-- start of AVAILABLE RECORDS --
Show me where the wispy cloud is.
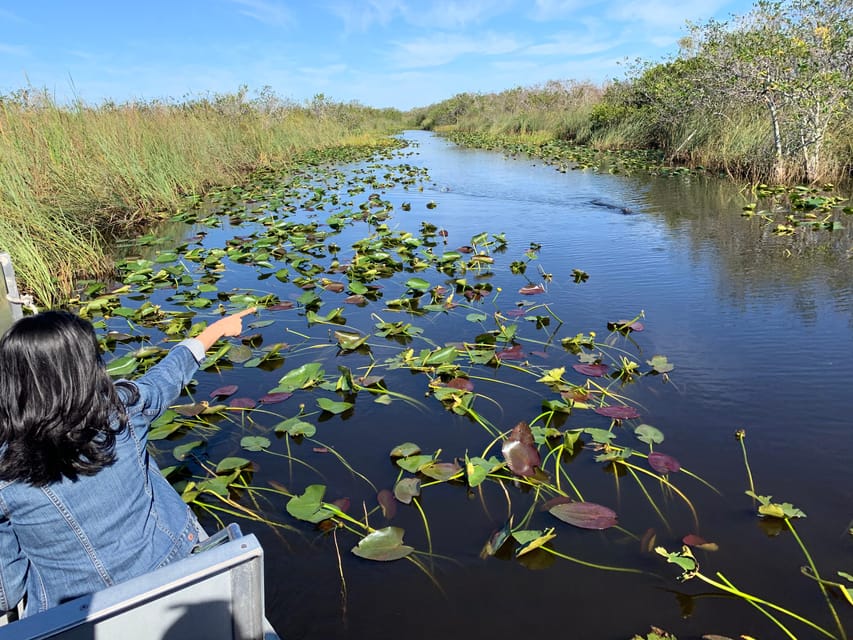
[403,0,511,29]
[522,29,620,56]
[229,0,294,26]
[393,33,520,69]
[605,0,726,29]
[326,0,405,33]
[0,42,30,57]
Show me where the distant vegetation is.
[411,0,853,183]
[0,89,402,304]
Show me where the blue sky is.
[0,0,752,109]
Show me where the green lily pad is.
[286,484,334,524]
[352,527,414,562]
[317,398,355,415]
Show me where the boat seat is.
[0,524,278,640]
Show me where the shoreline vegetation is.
[0,88,402,305]
[0,0,853,305]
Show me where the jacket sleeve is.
[0,514,30,613]
[123,339,204,436]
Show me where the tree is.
[692,0,853,181]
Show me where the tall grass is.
[0,89,400,304]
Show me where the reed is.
[0,89,400,305]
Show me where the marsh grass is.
[0,90,399,305]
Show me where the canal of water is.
[81,132,853,640]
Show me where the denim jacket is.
[0,339,204,615]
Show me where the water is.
[145,132,853,640]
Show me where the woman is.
[0,308,254,615]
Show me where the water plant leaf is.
[107,354,139,376]
[548,502,617,530]
[512,527,557,558]
[334,331,370,351]
[172,400,210,418]
[745,491,806,518]
[572,364,609,378]
[593,404,640,420]
[649,451,681,473]
[270,362,326,393]
[228,344,252,364]
[228,398,257,409]
[495,344,524,360]
[376,489,397,520]
[583,427,616,444]
[317,398,355,415]
[352,527,414,562]
[480,517,512,558]
[258,391,293,404]
[388,442,421,458]
[209,384,239,398]
[681,533,720,551]
[216,456,251,473]
[397,454,433,473]
[646,355,675,373]
[607,320,645,333]
[172,440,204,460]
[406,278,432,291]
[285,484,335,524]
[418,462,462,482]
[634,423,664,444]
[518,284,545,296]
[240,436,271,451]
[501,422,542,476]
[394,478,421,504]
[655,545,699,580]
[275,416,317,438]
[447,376,474,392]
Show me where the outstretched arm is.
[196,307,255,351]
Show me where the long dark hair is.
[0,311,127,486]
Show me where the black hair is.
[0,311,127,486]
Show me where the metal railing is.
[0,253,33,333]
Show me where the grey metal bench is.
[0,524,278,640]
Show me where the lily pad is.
[572,364,609,378]
[394,478,421,504]
[352,527,414,562]
[649,451,681,473]
[210,384,239,398]
[286,484,334,524]
[501,422,542,476]
[548,502,617,530]
[317,398,355,415]
[593,404,640,420]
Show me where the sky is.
[0,0,752,110]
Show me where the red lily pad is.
[607,320,646,333]
[376,489,397,520]
[228,398,256,409]
[210,384,239,398]
[649,451,681,473]
[518,284,545,296]
[495,344,524,360]
[572,364,609,378]
[681,533,720,551]
[446,377,474,391]
[501,422,542,476]
[258,391,293,404]
[594,404,640,420]
[548,502,617,530]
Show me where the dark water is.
[161,132,853,640]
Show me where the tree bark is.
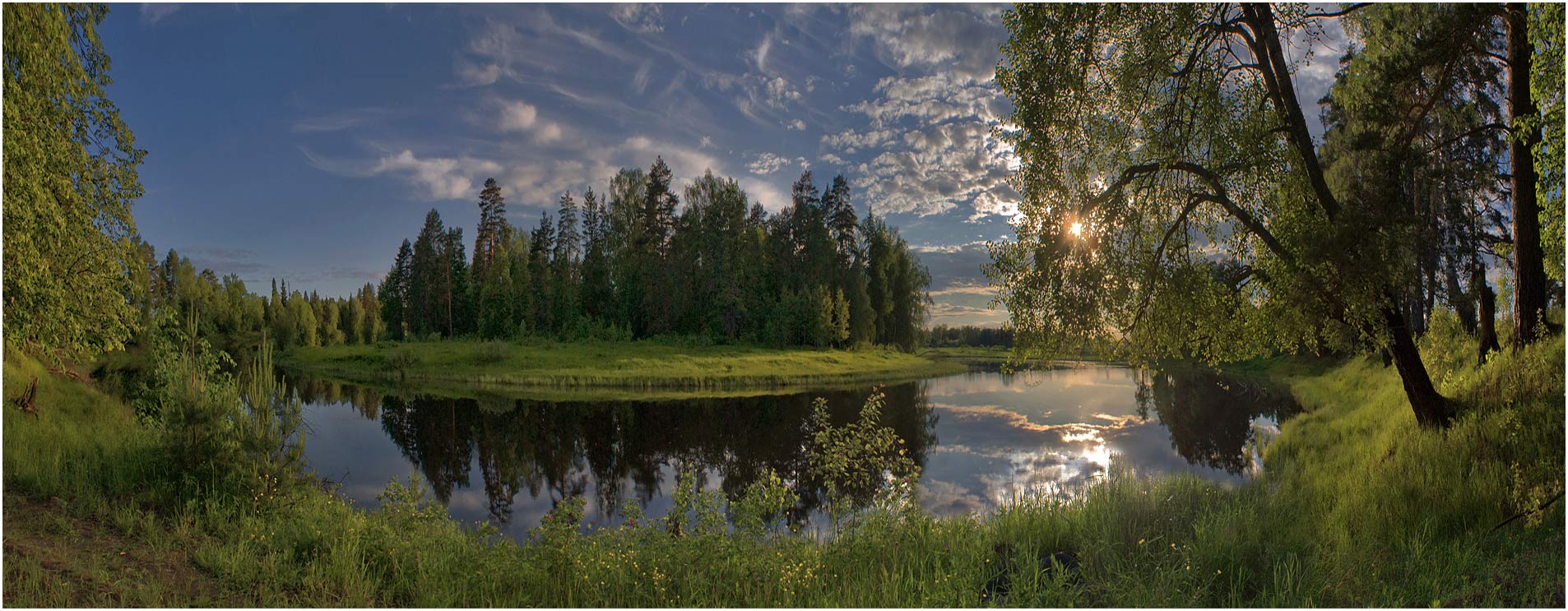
-- end of AVAILABLE RECORDS --
Rewrite only the lines of the material starting at the line that has "Show me where the shoreline vegetation is." and ending after the line that has "[0,308,254,615]", renaming "jacket" to "coat" and leaving everything else unchanged.

Show me where the shoreline vegetation is.
[0,88,402,305]
[0,0,853,305]
Show me where the coat sleeve is.
[0,514,30,613]
[123,339,204,436]
Show me where the tree is.
[692,0,853,181]
Show me where the tall grass is.
[0,89,400,304]
Show me where the reed is.
[0,89,400,305]
Show me where the marsh grass is.
[0,90,399,305]
Show me where the canal of water is.
[81,132,853,640]
Show me where the denim coat is.
[0,339,204,615]
Show me where the water is.
[145,132,853,640]
Show me where the woman is.
[0,308,254,615]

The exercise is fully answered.